Stated goal 1: Identify every line in the listing that contains the string "distant", and copy each one. Case counts.

Excerpt:
The purpose of this invention is to provide a system of supplying needed winter heat for existing homes or small buildings in the most economical way, one of which is the burning of coal at a high efficiency rate, with said high efficiency being improved greatly by sizing said unit to deliver the desired heat output from under 10,000 BTU per hour to over 150,000 BTU per hour.
Another purpose of this invention is to clean the exhaust air from said coal burn, thereby preventing any air pollution.
A third purpose is to burn said coal in a convenient manner by reducing hours of dirty maintenance work that most furnace's require. Such is accomplished systems automatic controls, its vertical exhaust pipes, soot and ash storage traps and various self-cleaning features.
Another purpose is to provide hot water and heat storage facilities by using hot water heating methods and storage tanks installed as part of said system. Such hot water can be used for all desired needs including heating the building through hot water to air heat exchangers located in the central duct system in front of blowers, or by use of radiators, or any other type hot water heaters desired. Chillers, which operate from hot water, can be used for summer cooling by storing the chilled water in a separate storage tank and converting the building's heating system to a cooling system.
An additional purpose is to provide a system that can be conveniently located for use by existing homes or buildings. Such is accomplished by the unit being self-contained with chimney, thereby making it easily located inside or outside of the existing selected building.
Various other features of the method and apparatus of the present invention will become obvious to those skilled in the art upon reading the disclosure set forth hereinafter.
Referring now to the drawings which show the heating plant's design and the sizing of the grate, firebox and combustion areas to produce the desired heat output, and then the added water heating system showing the working parts and water heating parts of one size unit (4 inch diameter firebox and grate), which produces approximately 30,000 BTU per hour of heat.
FIG. A is the view of the size apparatus thar produces 30,000 BTU per hour of heat, showing the locations of the 4 inch grate and firebox and ash dumping system, the gas ignition system and storage area, the electrical control box, the coal and limestone storage ben and the auger feeding system, the forced draft air fan and air heating system, the 4-part chimney system with self-cleaning features, the mechanical soot traps and ash storage areas and the last chimney section containing an exhaust air washing system.
FIG. A-1 is a front angle view of the furnace showing cut-a-ways of various inner parts.
FIG. A-2 is a cut-a-way view of the grate and ash dumping system.
FIG. A-3 is a cut-a-way view of the under side of the grate, the ash dumping system, and gas ignition system.
FIG. A-4 is a view from two sides and top of the air heater and forced draft air fan.
FIG. A-5 is a front angle view of the apparatus showing the added water heating coils and hot water storage tanks,
FIG. A-5-1 is a front angle view of the apparatus showing the use of a series of three hot water storage tanks.
FIG. A-6 is an end view of FIG. A-5.
FIG. A-7 is an end view cut-a-way showing the added water heating coils wrapped in gravel to accelerate heat absorption, held in p1ace with wire hardware cloth and surrounded by insulation.
FIG. A-8 is a front angle cut-a-way view of the added water coils wrapped in gravel, held in place with wire hardware cloth and surrounded by insulation.

[Rows from a dataset for box labeling]
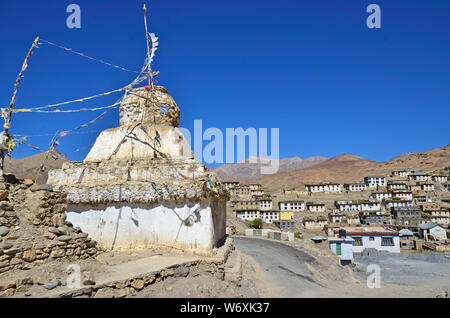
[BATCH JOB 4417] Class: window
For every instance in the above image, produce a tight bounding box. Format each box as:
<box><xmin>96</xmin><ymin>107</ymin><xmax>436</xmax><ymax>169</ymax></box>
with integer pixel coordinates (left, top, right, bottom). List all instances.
<box><xmin>381</xmin><ymin>237</ymin><xmax>394</xmax><ymax>246</ymax></box>
<box><xmin>353</xmin><ymin>237</ymin><xmax>362</xmax><ymax>246</ymax></box>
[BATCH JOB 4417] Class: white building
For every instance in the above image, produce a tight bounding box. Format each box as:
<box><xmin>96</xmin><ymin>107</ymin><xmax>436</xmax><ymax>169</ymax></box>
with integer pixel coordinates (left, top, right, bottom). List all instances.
<box><xmin>392</xmin><ymin>170</ymin><xmax>409</xmax><ymax>178</ymax></box>
<box><xmin>364</xmin><ymin>177</ymin><xmax>386</xmax><ymax>188</ymax></box>
<box><xmin>258</xmin><ymin>198</ymin><xmax>273</xmax><ymax>211</ymax></box>
<box><xmin>344</xmin><ymin>183</ymin><xmax>367</xmax><ymax>192</ymax></box>
<box><xmin>430</xmin><ymin>210</ymin><xmax>450</xmax><ymax>225</ymax></box>
<box><xmin>408</xmin><ymin>174</ymin><xmax>431</xmax><ymax>181</ymax></box>
<box><xmin>360</xmin><ymin>201</ymin><xmax>381</xmax><ymax>211</ymax></box>
<box><xmin>278</xmin><ymin>200</ymin><xmax>305</xmax><ymax>211</ymax></box>
<box><xmin>392</xmin><ymin>191</ymin><xmax>412</xmax><ymax>200</ymax></box>
<box><xmin>370</xmin><ymin>192</ymin><xmax>392</xmax><ymax>201</ymax></box>
<box><xmin>233</xmin><ymin>209</ymin><xmax>261</xmax><ymax>221</ymax></box>
<box><xmin>305</xmin><ymin>183</ymin><xmax>342</xmax><ymax>193</ymax></box>
<box><xmin>306</xmin><ymin>203</ymin><xmax>325</xmax><ymax>212</ymax></box>
<box><xmin>261</xmin><ymin>210</ymin><xmax>280</xmax><ymax>223</ymax></box>
<box><xmin>420</xmin><ymin>183</ymin><xmax>434</xmax><ymax>191</ymax></box>
<box><xmin>385</xmin><ymin>200</ymin><xmax>413</xmax><ymax>209</ymax></box>
<box><xmin>419</xmin><ymin>222</ymin><xmax>447</xmax><ymax>241</ymax></box>
<box><xmin>432</xmin><ymin>176</ymin><xmax>448</xmax><ymax>182</ymax></box>
<box><xmin>335</xmin><ymin>227</ymin><xmax>400</xmax><ymax>253</ymax></box>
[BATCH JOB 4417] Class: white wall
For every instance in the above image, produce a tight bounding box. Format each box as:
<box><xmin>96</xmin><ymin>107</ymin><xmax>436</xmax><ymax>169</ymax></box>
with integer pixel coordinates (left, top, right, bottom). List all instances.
<box><xmin>67</xmin><ymin>200</ymin><xmax>226</xmax><ymax>252</ymax></box>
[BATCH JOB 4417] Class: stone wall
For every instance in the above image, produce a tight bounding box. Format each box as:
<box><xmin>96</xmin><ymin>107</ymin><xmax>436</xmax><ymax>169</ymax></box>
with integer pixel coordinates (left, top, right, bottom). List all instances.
<box><xmin>0</xmin><ymin>175</ymin><xmax>99</xmax><ymax>273</ymax></box>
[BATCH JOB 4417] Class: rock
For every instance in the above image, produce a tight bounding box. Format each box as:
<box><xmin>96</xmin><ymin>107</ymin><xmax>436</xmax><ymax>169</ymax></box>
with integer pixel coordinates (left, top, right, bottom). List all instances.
<box><xmin>22</xmin><ymin>250</ymin><xmax>36</xmax><ymax>262</ymax></box>
<box><xmin>131</xmin><ymin>279</ymin><xmax>145</xmax><ymax>290</ymax></box>
<box><xmin>175</xmin><ymin>266</ymin><xmax>189</xmax><ymax>277</ymax></box>
<box><xmin>3</xmin><ymin>247</ymin><xmax>20</xmax><ymax>255</ymax></box>
<box><xmin>20</xmin><ymin>179</ymin><xmax>34</xmax><ymax>186</ymax></box>
<box><xmin>83</xmin><ymin>278</ymin><xmax>95</xmax><ymax>286</ymax></box>
<box><xmin>37</xmin><ymin>184</ymin><xmax>53</xmax><ymax>191</ymax></box>
<box><xmin>44</xmin><ymin>282</ymin><xmax>58</xmax><ymax>290</ymax></box>
<box><xmin>0</xmin><ymin>282</ymin><xmax>16</xmax><ymax>291</ymax></box>
<box><xmin>0</xmin><ymin>226</ymin><xmax>9</xmax><ymax>236</ymax></box>
<box><xmin>58</xmin><ymin>235</ymin><xmax>72</xmax><ymax>242</ymax></box>
<box><xmin>48</xmin><ymin>226</ymin><xmax>61</xmax><ymax>235</ymax></box>
<box><xmin>0</xmin><ymin>191</ymin><xmax>9</xmax><ymax>201</ymax></box>
<box><xmin>94</xmin><ymin>288</ymin><xmax>114</xmax><ymax>298</ymax></box>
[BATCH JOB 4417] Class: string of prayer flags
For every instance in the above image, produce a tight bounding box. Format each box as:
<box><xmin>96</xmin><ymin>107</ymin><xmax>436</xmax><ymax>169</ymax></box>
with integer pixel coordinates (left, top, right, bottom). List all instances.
<box><xmin>150</xmin><ymin>33</ymin><xmax>159</xmax><ymax>63</ymax></box>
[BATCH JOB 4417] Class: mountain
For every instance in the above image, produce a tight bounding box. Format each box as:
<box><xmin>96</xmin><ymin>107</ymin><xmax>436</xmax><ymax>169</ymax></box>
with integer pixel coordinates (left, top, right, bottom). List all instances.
<box><xmin>242</xmin><ymin>145</ymin><xmax>450</xmax><ymax>189</ymax></box>
<box><xmin>4</xmin><ymin>149</ymin><xmax>69</xmax><ymax>184</ymax></box>
<box><xmin>211</xmin><ymin>156</ymin><xmax>327</xmax><ymax>180</ymax></box>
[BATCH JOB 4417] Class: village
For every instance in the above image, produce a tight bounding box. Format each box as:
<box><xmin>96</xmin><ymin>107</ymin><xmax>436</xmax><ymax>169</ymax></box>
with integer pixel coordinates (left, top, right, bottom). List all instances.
<box><xmin>227</xmin><ymin>169</ymin><xmax>450</xmax><ymax>265</ymax></box>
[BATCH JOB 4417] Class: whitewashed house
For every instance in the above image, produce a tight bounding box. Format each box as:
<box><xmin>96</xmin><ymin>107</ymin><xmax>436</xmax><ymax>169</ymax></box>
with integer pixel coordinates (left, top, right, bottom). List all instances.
<box><xmin>420</xmin><ymin>183</ymin><xmax>434</xmax><ymax>192</ymax></box>
<box><xmin>385</xmin><ymin>200</ymin><xmax>413</xmax><ymax>210</ymax></box>
<box><xmin>392</xmin><ymin>170</ymin><xmax>409</xmax><ymax>178</ymax></box>
<box><xmin>334</xmin><ymin>227</ymin><xmax>400</xmax><ymax>253</ymax></box>
<box><xmin>430</xmin><ymin>210</ymin><xmax>450</xmax><ymax>226</ymax></box>
<box><xmin>419</xmin><ymin>222</ymin><xmax>447</xmax><ymax>241</ymax></box>
<box><xmin>278</xmin><ymin>200</ymin><xmax>305</xmax><ymax>212</ymax></box>
<box><xmin>360</xmin><ymin>201</ymin><xmax>381</xmax><ymax>211</ymax></box>
<box><xmin>306</xmin><ymin>203</ymin><xmax>325</xmax><ymax>212</ymax></box>
<box><xmin>258</xmin><ymin>198</ymin><xmax>273</xmax><ymax>211</ymax></box>
<box><xmin>233</xmin><ymin>209</ymin><xmax>261</xmax><ymax>221</ymax></box>
<box><xmin>408</xmin><ymin>174</ymin><xmax>431</xmax><ymax>181</ymax></box>
<box><xmin>392</xmin><ymin>191</ymin><xmax>412</xmax><ymax>200</ymax></box>
<box><xmin>364</xmin><ymin>177</ymin><xmax>386</xmax><ymax>188</ymax></box>
<box><xmin>261</xmin><ymin>210</ymin><xmax>280</xmax><ymax>223</ymax></box>
<box><xmin>344</xmin><ymin>183</ymin><xmax>367</xmax><ymax>192</ymax></box>
<box><xmin>432</xmin><ymin>175</ymin><xmax>448</xmax><ymax>182</ymax></box>
<box><xmin>370</xmin><ymin>192</ymin><xmax>392</xmax><ymax>201</ymax></box>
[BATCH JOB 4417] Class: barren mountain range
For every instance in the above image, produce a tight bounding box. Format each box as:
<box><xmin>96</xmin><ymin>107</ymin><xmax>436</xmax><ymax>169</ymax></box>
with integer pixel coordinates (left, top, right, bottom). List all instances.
<box><xmin>213</xmin><ymin>145</ymin><xmax>450</xmax><ymax>189</ymax></box>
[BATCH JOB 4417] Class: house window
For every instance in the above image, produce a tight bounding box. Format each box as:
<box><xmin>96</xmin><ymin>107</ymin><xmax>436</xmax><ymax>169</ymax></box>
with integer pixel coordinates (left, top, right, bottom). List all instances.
<box><xmin>353</xmin><ymin>237</ymin><xmax>362</xmax><ymax>246</ymax></box>
<box><xmin>381</xmin><ymin>237</ymin><xmax>394</xmax><ymax>246</ymax></box>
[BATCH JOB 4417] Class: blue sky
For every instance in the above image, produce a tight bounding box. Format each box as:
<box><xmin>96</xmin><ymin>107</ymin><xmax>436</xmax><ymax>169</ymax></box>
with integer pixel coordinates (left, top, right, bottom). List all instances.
<box><xmin>0</xmin><ymin>0</ymin><xmax>450</xmax><ymax>168</ymax></box>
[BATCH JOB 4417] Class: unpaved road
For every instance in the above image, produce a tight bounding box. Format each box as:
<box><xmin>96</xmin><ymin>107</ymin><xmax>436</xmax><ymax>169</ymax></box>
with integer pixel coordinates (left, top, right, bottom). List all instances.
<box><xmin>233</xmin><ymin>236</ymin><xmax>331</xmax><ymax>297</ymax></box>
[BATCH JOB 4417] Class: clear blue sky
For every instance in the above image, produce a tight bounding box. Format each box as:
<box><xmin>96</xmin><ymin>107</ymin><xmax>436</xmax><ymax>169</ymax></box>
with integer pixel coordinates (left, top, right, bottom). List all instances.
<box><xmin>0</xmin><ymin>0</ymin><xmax>450</xmax><ymax>166</ymax></box>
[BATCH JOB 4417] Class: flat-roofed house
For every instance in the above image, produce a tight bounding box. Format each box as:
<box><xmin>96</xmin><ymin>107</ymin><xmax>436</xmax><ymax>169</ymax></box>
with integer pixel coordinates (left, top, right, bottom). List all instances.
<box><xmin>306</xmin><ymin>202</ymin><xmax>325</xmax><ymax>212</ymax></box>
<box><xmin>256</xmin><ymin>197</ymin><xmax>273</xmax><ymax>211</ymax></box>
<box><xmin>429</xmin><ymin>210</ymin><xmax>450</xmax><ymax>226</ymax></box>
<box><xmin>344</xmin><ymin>183</ymin><xmax>367</xmax><ymax>192</ymax></box>
<box><xmin>222</xmin><ymin>181</ymin><xmax>239</xmax><ymax>190</ymax></box>
<box><xmin>359</xmin><ymin>211</ymin><xmax>391</xmax><ymax>225</ymax></box>
<box><xmin>261</xmin><ymin>210</ymin><xmax>280</xmax><ymax>223</ymax></box>
<box><xmin>278</xmin><ymin>200</ymin><xmax>305</xmax><ymax>212</ymax></box>
<box><xmin>385</xmin><ymin>199</ymin><xmax>413</xmax><ymax>210</ymax></box>
<box><xmin>408</xmin><ymin>174</ymin><xmax>431</xmax><ymax>181</ymax></box>
<box><xmin>360</xmin><ymin>201</ymin><xmax>381</xmax><ymax>211</ymax></box>
<box><xmin>419</xmin><ymin>222</ymin><xmax>447</xmax><ymax>241</ymax></box>
<box><xmin>334</xmin><ymin>227</ymin><xmax>400</xmax><ymax>253</ymax></box>
<box><xmin>370</xmin><ymin>192</ymin><xmax>392</xmax><ymax>201</ymax></box>
<box><xmin>431</xmin><ymin>175</ymin><xmax>448</xmax><ymax>182</ymax></box>
<box><xmin>364</xmin><ymin>177</ymin><xmax>386</xmax><ymax>188</ymax></box>
<box><xmin>392</xmin><ymin>170</ymin><xmax>409</xmax><ymax>178</ymax></box>
<box><xmin>420</xmin><ymin>183</ymin><xmax>434</xmax><ymax>192</ymax></box>
<box><xmin>233</xmin><ymin>209</ymin><xmax>261</xmax><ymax>221</ymax></box>
<box><xmin>392</xmin><ymin>191</ymin><xmax>412</xmax><ymax>200</ymax></box>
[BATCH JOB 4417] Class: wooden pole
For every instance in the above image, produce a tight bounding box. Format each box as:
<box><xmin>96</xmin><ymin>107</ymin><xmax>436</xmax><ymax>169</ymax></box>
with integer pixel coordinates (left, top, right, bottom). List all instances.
<box><xmin>0</xmin><ymin>37</ymin><xmax>39</xmax><ymax>176</ymax></box>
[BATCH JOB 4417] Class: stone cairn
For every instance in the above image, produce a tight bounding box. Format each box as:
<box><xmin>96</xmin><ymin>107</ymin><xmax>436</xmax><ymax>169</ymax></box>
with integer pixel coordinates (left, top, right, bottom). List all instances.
<box><xmin>0</xmin><ymin>175</ymin><xmax>98</xmax><ymax>273</ymax></box>
<box><xmin>47</xmin><ymin>86</ymin><xmax>229</xmax><ymax>252</ymax></box>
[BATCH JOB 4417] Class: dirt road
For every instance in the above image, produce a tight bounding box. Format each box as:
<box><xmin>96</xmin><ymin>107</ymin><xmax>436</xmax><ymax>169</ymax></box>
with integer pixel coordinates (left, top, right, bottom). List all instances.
<box><xmin>233</xmin><ymin>236</ymin><xmax>331</xmax><ymax>297</ymax></box>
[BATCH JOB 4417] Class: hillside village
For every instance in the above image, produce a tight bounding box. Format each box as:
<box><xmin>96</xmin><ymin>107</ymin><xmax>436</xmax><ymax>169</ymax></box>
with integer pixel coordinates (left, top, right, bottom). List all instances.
<box><xmin>223</xmin><ymin>167</ymin><xmax>450</xmax><ymax>263</ymax></box>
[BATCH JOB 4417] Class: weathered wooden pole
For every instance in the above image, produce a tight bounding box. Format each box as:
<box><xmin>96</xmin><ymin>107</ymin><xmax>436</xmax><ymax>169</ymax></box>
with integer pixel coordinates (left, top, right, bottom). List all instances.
<box><xmin>0</xmin><ymin>37</ymin><xmax>39</xmax><ymax>176</ymax></box>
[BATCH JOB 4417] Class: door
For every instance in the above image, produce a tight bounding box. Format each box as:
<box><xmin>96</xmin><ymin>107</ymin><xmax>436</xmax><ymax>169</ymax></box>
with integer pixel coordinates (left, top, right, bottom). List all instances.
<box><xmin>336</xmin><ymin>243</ymin><xmax>342</xmax><ymax>255</ymax></box>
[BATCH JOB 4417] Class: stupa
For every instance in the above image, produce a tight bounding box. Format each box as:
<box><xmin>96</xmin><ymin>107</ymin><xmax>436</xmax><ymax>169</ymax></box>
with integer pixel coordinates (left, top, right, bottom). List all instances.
<box><xmin>47</xmin><ymin>86</ymin><xmax>229</xmax><ymax>252</ymax></box>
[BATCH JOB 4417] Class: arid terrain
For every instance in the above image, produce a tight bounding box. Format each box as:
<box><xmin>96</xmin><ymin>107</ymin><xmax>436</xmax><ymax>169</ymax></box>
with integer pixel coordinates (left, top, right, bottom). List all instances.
<box><xmin>213</xmin><ymin>145</ymin><xmax>450</xmax><ymax>189</ymax></box>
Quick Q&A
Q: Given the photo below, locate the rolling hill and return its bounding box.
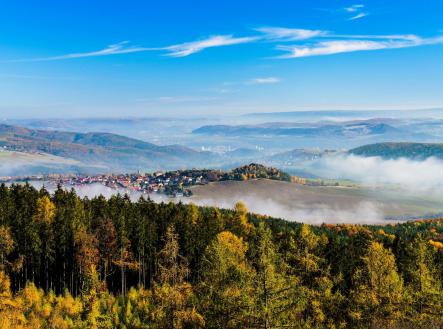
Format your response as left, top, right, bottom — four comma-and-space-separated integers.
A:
0, 125, 216, 171
192, 119, 414, 138
349, 143, 443, 160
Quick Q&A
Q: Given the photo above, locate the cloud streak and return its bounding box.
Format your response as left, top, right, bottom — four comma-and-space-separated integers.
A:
249, 77, 281, 85
277, 35, 443, 58
343, 4, 369, 21
162, 35, 258, 57
255, 27, 328, 41
349, 13, 369, 21
3, 25, 443, 61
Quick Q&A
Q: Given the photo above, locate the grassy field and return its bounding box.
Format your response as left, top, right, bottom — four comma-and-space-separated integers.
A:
191, 180, 443, 224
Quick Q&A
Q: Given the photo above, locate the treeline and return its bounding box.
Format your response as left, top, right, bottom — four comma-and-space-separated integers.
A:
0, 185, 443, 328
222, 163, 291, 182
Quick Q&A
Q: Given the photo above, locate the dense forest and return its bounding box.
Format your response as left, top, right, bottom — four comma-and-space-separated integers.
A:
0, 185, 443, 329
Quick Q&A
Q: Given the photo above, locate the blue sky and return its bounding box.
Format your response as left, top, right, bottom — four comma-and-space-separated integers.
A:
0, 0, 443, 118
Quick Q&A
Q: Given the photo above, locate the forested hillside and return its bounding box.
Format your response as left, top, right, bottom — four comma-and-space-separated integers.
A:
0, 185, 443, 328
0, 124, 216, 171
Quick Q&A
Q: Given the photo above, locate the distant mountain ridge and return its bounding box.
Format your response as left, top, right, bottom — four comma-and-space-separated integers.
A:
0, 124, 214, 170
349, 142, 443, 160
192, 119, 407, 137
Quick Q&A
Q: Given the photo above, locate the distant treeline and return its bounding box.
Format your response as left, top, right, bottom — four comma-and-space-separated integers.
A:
349, 142, 443, 160
0, 185, 443, 329
222, 163, 291, 182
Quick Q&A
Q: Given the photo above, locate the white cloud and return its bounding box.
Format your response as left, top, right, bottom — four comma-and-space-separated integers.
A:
349, 13, 369, 21
255, 27, 327, 41
249, 77, 281, 85
343, 4, 365, 13
277, 36, 443, 58
313, 155, 443, 192
163, 35, 258, 57
343, 4, 369, 21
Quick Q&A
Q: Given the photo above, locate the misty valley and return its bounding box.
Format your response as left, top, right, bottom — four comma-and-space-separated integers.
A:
0, 0, 443, 329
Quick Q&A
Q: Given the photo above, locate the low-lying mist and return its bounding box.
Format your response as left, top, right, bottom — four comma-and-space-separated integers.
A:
13, 155, 443, 224
311, 155, 443, 192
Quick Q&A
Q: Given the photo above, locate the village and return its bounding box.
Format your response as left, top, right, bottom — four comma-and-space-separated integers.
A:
0, 169, 225, 197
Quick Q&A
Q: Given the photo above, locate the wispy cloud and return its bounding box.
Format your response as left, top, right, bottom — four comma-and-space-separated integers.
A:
255, 27, 327, 41
157, 96, 220, 104
163, 35, 258, 57
248, 77, 281, 85
348, 13, 369, 21
343, 4, 369, 21
343, 4, 365, 13
4, 35, 259, 63
277, 35, 443, 58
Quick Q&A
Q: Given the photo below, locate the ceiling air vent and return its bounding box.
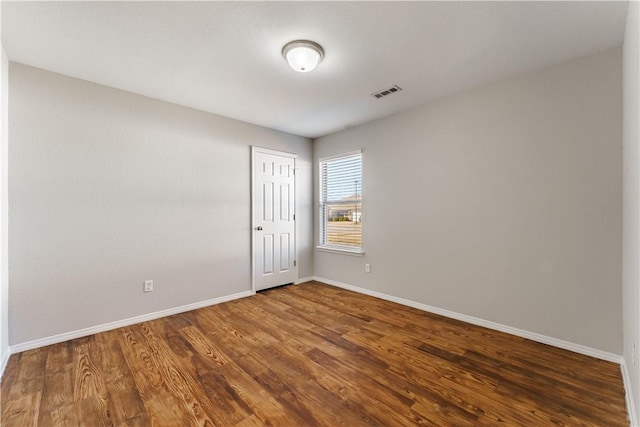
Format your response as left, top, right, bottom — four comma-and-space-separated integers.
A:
371, 85, 402, 99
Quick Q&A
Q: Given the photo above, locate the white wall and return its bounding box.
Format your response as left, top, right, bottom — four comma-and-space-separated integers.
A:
622, 2, 640, 422
9, 63, 312, 345
314, 48, 622, 354
0, 12, 9, 376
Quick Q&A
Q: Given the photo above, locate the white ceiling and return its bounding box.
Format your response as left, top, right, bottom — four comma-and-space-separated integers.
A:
2, 2, 627, 138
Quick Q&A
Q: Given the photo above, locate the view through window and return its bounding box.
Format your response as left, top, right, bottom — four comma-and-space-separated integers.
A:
320, 152, 363, 251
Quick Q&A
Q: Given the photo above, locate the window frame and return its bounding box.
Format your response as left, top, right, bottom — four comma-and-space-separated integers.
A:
316, 149, 364, 256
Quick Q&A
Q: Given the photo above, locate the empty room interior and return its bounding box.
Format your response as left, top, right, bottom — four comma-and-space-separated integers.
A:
0, 1, 640, 427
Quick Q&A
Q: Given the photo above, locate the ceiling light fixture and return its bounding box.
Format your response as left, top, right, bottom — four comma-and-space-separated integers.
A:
282, 40, 324, 73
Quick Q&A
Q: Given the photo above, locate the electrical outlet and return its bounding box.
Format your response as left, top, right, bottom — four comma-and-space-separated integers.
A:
143, 280, 153, 292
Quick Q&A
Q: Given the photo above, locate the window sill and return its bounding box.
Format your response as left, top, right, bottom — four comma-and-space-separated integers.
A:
316, 246, 364, 256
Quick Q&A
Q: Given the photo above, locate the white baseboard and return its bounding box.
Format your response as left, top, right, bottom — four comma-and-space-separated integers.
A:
313, 276, 623, 364
620, 359, 640, 427
9, 291, 255, 354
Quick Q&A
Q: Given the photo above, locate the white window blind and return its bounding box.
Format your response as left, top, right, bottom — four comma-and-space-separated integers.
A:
319, 152, 363, 252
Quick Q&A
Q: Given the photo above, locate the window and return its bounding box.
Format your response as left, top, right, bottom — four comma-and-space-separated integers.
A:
319, 151, 363, 253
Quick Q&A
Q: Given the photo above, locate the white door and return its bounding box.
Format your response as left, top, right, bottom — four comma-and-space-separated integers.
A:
252, 147, 298, 291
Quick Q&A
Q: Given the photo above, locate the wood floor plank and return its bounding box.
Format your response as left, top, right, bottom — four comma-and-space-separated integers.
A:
0, 282, 628, 427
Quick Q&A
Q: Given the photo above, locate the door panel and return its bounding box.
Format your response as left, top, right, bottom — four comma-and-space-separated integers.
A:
252, 148, 298, 290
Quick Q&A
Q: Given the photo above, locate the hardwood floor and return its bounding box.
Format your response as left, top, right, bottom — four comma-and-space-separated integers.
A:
1, 282, 628, 427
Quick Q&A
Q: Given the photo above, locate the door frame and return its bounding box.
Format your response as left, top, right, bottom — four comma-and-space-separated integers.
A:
250, 145, 300, 294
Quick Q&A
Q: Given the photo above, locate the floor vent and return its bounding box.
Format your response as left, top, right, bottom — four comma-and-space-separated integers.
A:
371, 85, 402, 99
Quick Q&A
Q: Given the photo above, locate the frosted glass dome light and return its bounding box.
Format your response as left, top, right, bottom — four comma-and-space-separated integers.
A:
282, 40, 324, 73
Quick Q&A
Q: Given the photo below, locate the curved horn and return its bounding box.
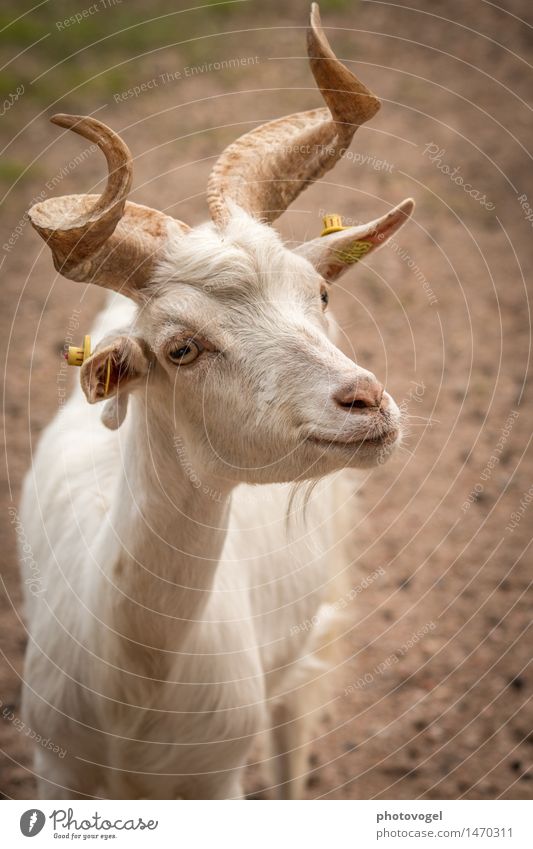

Stated goal 2: For each statement, answer yes or no according to the coal heating excerpt, and quote the exact words that decide it. (a) The unit can be sized to deliver anywhere from under 10,000 to over 150,000 BTU per hour. (b) The one size unit shown in the drawings has a 6 inch diameter firebox and grate. (c) Chilled water for summer cooling is stored in the same tank as the hot water.

Reply 1:
Q: Given the photo above, locate the distant mountain ridge and return its bounding box.
Q: Given the photo above, locate the distant treeline and return its bounding box.

Reply 2:
(a) Yes: "to deliver the desired heat output from under 10,000 BTU per hour to over 150,000 BTU per hour"
(b) No: "(4 inch diameter firebox and grate)"
(c) No: "by storing the chilled water in a separate storage tank"